[Given request] Pick out each line in the items below that contains the word "kayak", and copy those lines in the order they appear.

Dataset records
%%

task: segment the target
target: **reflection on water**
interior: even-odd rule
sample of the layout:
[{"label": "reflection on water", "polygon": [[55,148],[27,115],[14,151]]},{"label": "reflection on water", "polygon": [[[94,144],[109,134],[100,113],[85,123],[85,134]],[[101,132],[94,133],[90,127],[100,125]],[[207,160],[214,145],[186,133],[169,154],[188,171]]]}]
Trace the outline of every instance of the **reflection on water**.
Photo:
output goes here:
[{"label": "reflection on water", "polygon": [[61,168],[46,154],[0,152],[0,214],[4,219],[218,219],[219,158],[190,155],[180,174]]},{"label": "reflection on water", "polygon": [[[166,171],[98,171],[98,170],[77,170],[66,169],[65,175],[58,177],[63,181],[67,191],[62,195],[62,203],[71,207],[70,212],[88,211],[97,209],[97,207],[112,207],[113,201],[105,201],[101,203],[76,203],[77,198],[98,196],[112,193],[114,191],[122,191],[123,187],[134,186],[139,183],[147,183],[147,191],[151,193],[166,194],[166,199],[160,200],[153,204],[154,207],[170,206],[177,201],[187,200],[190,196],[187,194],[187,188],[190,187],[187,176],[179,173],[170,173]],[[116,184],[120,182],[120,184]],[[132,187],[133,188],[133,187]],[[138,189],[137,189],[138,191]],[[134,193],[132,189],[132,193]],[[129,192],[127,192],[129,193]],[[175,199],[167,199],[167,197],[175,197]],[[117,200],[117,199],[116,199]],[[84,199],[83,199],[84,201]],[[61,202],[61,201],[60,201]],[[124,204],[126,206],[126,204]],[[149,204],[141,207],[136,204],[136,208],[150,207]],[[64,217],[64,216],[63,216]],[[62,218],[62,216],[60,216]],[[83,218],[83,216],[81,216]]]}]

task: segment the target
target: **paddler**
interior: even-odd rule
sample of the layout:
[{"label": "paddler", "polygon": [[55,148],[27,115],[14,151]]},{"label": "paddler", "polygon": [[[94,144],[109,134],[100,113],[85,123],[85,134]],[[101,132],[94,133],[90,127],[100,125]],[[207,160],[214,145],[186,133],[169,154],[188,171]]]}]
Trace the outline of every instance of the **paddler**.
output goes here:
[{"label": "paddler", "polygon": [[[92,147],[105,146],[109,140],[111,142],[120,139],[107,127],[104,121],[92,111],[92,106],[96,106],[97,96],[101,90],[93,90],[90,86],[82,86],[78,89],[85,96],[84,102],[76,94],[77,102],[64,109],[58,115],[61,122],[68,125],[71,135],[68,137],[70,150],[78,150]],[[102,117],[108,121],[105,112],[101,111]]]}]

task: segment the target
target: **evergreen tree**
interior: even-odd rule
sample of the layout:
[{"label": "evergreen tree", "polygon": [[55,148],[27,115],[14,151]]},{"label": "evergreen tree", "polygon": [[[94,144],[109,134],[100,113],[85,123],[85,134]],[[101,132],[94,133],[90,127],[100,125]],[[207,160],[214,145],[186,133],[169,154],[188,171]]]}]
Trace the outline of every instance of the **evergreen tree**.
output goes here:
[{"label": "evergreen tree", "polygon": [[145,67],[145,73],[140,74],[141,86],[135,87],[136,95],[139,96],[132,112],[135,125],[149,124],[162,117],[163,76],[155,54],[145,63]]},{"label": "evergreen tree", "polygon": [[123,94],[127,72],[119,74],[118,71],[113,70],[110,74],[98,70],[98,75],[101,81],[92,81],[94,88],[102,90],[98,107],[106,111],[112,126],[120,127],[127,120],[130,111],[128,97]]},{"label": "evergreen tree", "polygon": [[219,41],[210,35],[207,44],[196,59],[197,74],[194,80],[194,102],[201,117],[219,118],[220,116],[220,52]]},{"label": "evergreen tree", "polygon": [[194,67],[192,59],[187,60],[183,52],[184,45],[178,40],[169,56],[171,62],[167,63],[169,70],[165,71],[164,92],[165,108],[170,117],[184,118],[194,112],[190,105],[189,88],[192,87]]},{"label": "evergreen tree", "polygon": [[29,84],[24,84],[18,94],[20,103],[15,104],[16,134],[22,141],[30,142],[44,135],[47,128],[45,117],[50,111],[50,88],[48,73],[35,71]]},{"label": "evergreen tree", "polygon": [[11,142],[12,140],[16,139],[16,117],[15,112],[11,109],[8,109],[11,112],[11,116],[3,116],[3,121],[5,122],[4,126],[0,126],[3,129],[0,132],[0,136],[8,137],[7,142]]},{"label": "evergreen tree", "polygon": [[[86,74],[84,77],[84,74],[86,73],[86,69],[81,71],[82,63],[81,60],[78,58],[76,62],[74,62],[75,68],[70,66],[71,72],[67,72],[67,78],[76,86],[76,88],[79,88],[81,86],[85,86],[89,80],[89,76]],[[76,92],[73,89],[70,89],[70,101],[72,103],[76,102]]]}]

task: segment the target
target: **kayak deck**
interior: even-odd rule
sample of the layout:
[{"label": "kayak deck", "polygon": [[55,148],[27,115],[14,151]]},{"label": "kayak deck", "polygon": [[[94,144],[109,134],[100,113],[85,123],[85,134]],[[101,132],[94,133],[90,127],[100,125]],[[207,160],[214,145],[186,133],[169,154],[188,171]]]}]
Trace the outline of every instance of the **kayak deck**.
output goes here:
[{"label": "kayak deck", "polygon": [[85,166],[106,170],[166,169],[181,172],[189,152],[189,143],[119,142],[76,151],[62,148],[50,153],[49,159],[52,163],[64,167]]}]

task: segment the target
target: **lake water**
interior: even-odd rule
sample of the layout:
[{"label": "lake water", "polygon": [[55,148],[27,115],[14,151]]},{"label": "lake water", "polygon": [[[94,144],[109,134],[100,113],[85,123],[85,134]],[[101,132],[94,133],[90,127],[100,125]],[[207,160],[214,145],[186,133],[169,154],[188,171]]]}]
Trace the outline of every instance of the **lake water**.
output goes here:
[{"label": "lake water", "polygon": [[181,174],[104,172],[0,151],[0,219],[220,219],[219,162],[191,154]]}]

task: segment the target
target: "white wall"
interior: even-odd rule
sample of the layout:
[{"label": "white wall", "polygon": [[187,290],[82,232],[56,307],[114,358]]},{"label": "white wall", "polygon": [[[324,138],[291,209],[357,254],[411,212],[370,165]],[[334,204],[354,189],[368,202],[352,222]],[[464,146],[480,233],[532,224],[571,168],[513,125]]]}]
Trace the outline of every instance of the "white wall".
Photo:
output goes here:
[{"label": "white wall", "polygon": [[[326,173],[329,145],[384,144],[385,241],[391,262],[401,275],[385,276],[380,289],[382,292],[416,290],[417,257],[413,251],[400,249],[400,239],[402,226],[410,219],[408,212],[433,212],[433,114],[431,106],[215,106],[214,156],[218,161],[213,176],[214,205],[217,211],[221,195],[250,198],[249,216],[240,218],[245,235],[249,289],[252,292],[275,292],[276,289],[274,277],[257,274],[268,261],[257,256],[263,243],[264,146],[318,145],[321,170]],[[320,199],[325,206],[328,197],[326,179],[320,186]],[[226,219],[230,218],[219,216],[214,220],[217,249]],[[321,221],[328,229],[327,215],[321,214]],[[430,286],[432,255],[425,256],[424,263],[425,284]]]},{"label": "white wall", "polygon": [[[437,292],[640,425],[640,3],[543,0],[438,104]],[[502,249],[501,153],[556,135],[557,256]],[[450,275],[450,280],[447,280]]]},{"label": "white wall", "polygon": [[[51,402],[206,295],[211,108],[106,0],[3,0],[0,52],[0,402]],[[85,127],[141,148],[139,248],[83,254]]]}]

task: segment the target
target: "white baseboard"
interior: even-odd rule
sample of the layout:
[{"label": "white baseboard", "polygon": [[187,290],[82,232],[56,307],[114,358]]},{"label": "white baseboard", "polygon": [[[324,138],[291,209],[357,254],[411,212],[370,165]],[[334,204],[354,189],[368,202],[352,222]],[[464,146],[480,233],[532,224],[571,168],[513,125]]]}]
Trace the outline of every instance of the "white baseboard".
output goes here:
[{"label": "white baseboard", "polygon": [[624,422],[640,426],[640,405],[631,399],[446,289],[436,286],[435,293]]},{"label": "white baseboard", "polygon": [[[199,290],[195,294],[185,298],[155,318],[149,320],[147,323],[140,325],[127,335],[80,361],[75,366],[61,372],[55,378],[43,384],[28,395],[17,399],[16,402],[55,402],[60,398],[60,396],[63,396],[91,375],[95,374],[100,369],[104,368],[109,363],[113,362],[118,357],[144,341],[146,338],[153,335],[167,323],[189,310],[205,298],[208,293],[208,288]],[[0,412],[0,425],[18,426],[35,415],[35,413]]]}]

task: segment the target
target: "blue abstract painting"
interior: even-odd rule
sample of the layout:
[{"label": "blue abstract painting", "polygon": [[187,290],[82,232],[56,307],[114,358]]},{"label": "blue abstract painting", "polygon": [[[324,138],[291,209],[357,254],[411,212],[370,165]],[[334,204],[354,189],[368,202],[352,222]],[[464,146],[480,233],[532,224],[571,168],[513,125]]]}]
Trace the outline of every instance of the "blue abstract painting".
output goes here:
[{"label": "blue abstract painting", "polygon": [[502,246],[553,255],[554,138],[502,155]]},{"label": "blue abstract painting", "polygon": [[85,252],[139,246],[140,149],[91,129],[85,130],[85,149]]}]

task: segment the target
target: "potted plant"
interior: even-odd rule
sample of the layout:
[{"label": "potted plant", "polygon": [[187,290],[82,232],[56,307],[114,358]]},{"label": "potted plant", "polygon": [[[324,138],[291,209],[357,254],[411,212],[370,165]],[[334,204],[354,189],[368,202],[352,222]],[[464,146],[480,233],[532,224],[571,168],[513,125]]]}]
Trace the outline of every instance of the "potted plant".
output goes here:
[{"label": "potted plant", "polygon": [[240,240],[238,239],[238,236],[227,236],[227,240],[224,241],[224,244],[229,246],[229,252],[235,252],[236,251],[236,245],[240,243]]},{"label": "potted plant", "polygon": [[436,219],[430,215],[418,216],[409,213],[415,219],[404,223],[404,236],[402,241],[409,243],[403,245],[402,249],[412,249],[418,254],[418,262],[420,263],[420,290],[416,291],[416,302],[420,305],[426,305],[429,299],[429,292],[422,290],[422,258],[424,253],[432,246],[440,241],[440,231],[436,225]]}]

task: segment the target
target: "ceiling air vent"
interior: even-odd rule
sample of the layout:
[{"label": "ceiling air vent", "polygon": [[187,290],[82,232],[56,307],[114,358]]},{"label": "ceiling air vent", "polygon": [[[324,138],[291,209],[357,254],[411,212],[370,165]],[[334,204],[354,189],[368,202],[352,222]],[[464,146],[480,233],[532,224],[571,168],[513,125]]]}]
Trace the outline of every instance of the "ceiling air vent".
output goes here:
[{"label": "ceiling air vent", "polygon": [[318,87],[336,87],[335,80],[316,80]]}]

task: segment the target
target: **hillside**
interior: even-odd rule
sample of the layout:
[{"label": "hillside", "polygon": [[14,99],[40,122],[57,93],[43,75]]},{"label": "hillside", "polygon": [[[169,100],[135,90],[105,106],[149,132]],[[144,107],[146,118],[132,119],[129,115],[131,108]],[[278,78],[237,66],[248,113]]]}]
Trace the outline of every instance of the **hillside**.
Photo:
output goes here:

%%

[Result of the task]
target: **kayak deck**
[{"label": "kayak deck", "polygon": [[55,148],[27,115],[14,151]]},{"label": "kayak deck", "polygon": [[[94,144],[109,134],[100,113],[85,123],[85,134]],[[101,132],[94,133],[90,127],[100,125]],[[207,160],[214,145],[186,133],[169,154],[188,171]]]}]
Trace the outline of every instance of the **kayak deck**.
[{"label": "kayak deck", "polygon": [[85,166],[106,170],[166,169],[181,172],[189,152],[189,143],[119,142],[76,151],[62,148],[50,153],[49,159],[52,163],[64,167]]}]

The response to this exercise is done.